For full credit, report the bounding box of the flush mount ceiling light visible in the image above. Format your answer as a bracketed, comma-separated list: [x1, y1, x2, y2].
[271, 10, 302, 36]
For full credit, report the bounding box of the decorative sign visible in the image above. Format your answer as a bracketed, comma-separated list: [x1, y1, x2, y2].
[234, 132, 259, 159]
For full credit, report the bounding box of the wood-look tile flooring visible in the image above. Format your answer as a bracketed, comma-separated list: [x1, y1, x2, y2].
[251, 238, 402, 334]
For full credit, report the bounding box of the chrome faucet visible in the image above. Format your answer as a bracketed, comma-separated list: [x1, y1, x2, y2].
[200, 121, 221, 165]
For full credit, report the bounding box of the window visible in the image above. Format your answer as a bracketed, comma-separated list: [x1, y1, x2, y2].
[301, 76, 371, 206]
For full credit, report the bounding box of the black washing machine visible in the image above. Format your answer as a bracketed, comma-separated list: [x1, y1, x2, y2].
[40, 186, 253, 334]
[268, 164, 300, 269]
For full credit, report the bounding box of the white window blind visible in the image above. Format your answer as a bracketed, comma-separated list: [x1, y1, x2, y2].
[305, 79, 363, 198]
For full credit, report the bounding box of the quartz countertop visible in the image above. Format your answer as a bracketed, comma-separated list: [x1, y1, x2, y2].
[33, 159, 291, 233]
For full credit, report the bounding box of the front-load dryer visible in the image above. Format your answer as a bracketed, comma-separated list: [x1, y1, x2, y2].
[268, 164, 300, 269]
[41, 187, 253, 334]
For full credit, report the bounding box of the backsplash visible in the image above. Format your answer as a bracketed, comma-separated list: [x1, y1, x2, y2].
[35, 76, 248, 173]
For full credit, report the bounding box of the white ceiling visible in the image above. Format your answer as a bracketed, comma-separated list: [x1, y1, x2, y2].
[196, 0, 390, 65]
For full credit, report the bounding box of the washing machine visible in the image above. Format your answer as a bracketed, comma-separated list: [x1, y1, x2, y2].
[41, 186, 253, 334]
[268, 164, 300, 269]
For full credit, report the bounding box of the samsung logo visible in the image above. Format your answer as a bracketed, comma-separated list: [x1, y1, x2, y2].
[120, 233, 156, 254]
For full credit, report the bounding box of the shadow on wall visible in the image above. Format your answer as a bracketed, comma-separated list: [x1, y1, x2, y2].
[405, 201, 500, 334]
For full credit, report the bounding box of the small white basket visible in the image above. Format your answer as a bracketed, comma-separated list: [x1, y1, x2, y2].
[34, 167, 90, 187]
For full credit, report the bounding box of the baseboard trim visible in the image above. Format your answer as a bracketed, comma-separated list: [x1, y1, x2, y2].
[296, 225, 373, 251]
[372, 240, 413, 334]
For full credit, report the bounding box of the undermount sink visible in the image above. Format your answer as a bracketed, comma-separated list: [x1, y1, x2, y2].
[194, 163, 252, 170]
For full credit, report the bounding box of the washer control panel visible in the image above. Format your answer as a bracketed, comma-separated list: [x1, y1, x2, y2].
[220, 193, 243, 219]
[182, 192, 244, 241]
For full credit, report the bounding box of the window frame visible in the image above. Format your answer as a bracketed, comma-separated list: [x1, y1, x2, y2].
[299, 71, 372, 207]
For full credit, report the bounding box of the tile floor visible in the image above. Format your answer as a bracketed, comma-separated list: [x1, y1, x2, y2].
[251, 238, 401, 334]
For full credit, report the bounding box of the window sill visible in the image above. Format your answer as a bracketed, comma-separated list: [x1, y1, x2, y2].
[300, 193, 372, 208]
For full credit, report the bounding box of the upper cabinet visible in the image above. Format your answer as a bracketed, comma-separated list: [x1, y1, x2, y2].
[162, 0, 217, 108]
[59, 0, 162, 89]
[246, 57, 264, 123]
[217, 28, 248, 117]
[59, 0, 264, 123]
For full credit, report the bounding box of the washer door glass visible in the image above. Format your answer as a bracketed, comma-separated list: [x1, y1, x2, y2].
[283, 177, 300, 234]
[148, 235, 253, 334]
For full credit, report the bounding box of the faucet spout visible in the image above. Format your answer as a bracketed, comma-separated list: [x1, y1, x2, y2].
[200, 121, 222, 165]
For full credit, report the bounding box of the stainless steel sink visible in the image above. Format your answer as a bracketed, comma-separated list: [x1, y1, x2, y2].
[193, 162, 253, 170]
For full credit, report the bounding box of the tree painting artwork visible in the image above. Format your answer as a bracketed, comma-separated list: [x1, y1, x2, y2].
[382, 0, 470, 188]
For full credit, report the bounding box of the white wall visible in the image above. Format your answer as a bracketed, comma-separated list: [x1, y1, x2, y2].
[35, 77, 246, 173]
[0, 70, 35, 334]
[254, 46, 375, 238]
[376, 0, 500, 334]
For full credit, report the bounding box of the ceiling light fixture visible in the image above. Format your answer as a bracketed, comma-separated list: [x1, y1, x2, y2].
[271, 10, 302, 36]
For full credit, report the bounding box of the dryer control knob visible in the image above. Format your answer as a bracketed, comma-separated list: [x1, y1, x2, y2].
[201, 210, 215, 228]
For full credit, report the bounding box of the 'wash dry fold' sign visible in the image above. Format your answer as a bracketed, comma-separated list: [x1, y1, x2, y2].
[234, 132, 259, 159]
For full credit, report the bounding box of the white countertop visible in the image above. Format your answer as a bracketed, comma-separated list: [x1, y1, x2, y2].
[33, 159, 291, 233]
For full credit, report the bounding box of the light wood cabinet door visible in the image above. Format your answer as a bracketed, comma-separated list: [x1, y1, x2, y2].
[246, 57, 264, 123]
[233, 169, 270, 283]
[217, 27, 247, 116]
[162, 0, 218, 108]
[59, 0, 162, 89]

────────────────────

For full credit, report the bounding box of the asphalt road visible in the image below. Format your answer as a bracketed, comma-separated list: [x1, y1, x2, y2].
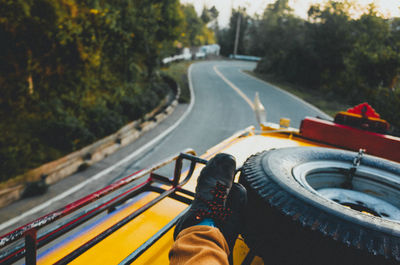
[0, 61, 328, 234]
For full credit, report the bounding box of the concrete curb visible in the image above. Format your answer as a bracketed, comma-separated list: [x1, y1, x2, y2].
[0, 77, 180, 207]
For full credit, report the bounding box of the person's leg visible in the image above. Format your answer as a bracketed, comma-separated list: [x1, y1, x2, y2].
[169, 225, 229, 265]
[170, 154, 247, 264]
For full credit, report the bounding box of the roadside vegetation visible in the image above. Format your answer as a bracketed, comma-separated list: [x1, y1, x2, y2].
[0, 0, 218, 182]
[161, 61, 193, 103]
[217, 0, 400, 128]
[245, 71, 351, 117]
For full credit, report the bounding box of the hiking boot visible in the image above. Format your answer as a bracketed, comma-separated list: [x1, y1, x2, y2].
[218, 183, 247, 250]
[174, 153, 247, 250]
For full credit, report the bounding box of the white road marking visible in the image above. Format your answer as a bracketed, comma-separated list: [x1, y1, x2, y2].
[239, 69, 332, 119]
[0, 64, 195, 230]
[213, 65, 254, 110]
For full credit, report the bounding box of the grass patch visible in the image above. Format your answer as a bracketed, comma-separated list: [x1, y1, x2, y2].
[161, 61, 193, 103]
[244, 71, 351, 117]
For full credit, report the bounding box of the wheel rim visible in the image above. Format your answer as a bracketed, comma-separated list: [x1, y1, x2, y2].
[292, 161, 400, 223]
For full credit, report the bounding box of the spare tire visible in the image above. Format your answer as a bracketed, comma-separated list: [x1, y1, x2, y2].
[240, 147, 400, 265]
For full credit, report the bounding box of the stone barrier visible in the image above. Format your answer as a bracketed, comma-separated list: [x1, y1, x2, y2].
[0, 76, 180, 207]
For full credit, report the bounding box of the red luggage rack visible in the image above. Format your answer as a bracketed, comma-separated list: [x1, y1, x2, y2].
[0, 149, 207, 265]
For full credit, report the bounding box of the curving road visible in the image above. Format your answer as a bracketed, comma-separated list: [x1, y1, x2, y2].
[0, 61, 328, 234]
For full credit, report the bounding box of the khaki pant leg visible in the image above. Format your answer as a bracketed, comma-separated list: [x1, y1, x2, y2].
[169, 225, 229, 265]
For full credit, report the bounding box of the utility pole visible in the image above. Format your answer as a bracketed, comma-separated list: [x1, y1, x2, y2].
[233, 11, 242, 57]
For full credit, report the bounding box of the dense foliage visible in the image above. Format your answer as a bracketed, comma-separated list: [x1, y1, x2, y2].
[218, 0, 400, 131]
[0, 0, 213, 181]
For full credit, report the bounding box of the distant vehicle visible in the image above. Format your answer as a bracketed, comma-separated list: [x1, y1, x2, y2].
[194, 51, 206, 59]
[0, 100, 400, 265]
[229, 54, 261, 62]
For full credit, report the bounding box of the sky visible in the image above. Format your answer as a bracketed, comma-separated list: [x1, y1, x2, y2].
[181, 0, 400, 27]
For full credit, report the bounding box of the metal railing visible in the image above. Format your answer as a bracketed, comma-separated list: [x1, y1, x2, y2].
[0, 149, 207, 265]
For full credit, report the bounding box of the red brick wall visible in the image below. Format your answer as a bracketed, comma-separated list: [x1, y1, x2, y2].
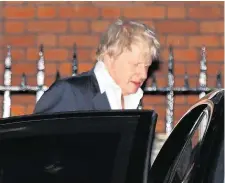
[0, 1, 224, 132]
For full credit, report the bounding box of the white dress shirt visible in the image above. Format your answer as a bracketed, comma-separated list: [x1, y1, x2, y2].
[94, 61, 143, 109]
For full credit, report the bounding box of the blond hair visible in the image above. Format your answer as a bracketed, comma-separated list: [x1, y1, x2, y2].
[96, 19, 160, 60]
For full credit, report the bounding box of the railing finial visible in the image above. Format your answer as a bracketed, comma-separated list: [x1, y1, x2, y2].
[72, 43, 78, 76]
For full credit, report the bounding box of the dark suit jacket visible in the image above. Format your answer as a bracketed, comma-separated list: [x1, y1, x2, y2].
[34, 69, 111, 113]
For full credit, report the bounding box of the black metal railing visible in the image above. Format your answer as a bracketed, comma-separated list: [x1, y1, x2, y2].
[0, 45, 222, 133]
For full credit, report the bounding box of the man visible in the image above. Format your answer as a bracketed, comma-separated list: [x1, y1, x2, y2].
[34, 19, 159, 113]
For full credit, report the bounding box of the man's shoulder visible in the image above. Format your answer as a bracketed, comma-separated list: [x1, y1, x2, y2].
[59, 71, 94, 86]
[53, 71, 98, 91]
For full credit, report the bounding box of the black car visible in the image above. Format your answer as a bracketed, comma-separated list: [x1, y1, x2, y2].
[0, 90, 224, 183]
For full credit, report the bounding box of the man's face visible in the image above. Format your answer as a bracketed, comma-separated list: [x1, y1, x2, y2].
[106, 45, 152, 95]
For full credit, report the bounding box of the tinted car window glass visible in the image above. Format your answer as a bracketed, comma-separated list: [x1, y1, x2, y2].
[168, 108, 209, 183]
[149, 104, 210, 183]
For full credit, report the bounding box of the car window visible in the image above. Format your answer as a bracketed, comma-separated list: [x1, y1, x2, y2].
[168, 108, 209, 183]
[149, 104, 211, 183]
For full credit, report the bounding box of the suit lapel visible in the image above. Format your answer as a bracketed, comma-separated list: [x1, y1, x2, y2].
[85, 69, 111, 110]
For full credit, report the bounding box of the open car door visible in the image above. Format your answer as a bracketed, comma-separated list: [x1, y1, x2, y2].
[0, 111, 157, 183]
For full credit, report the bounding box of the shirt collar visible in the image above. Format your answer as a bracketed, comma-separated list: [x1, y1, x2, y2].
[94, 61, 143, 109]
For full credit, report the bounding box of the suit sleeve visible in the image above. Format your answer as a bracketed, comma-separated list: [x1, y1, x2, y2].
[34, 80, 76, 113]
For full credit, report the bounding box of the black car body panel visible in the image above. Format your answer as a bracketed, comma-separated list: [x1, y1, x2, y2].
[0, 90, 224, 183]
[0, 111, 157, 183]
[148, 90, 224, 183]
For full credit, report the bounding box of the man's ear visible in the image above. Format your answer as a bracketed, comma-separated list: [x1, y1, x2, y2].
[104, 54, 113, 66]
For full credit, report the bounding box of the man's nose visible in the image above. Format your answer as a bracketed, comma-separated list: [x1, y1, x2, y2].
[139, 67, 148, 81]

────────────────────

◆ **Compito da svolgere**
Disponi in un elenco numerato le righe che partono da quella contenente "For full credit, report the bounding box of the red brick" e arrivano fino a quella contenente "[149, 104, 210, 183]", entrambe comprese, omettendo le righe vuote. Lascia fuori dalla risposta le immagini.

◆ **Soluzione scritta**
1. For full credit, report the bounding box of the red brick wall visible in the image below. Format your answer as a bracketed, comma-separated list: [x1, y1, x2, y2].
2. [0, 1, 224, 132]
3. For full credit, report the bounding box of the white dress shirt visible in the image above. Format your answer as a bracketed, comma-separated list: [x1, y1, x2, y2].
4. [94, 61, 143, 109]
5. For full credit, report the bounding box of the blond hair visible in the image above. Format your answer as a bracketed, comma-separated list: [x1, y1, x2, y2].
6. [96, 19, 160, 60]
7. For full credit, report the bounding box of the railing finial visible in the image above. Format your answer as a bracketed, comma-separated list: [x1, y1, x2, y2].
8. [72, 43, 78, 76]
9. For full credit, report the bounding box of the dark suit jacket visible in the image above. Format your answer as a bracketed, comma-separated list: [x1, y1, x2, y2].
10. [34, 69, 111, 113]
11. For full credit, report the bounding box of the black metal railing visible in the image above. Format your answer as a bracketed, comma-separated list: [x1, y1, x2, y2].
12. [0, 45, 222, 133]
13. For full credit, report the bounding box of the man visible in the image above. Format your answer as a bracketed, comma-separated list: [x1, y1, x2, y2].
14. [34, 19, 159, 113]
15. For full credit, report the bounding box of the man's shoulder visible in the image above. Format your answer as a bracketed, comma-separated list: [x1, y1, x2, y2].
16. [59, 71, 94, 86]
17. [53, 71, 98, 91]
18. For full credit, report the bounding box of the black car visible in the image above. Format your answer as a bracketed, comma-separated list: [x1, y1, x2, y2].
19. [0, 90, 224, 183]
20. For full credit, report the bounding box of the man's face visible in the image above. Format your answer as a bracketed, comma-separated list: [x1, y1, x2, y2].
21. [106, 45, 152, 95]
22. For full credit, report the bounding box of the tinted car window glass visible in the image above. Format your answer as a bracketed, comma-separated list: [x1, y1, x2, y2].
23. [168, 108, 209, 183]
24. [149, 104, 210, 183]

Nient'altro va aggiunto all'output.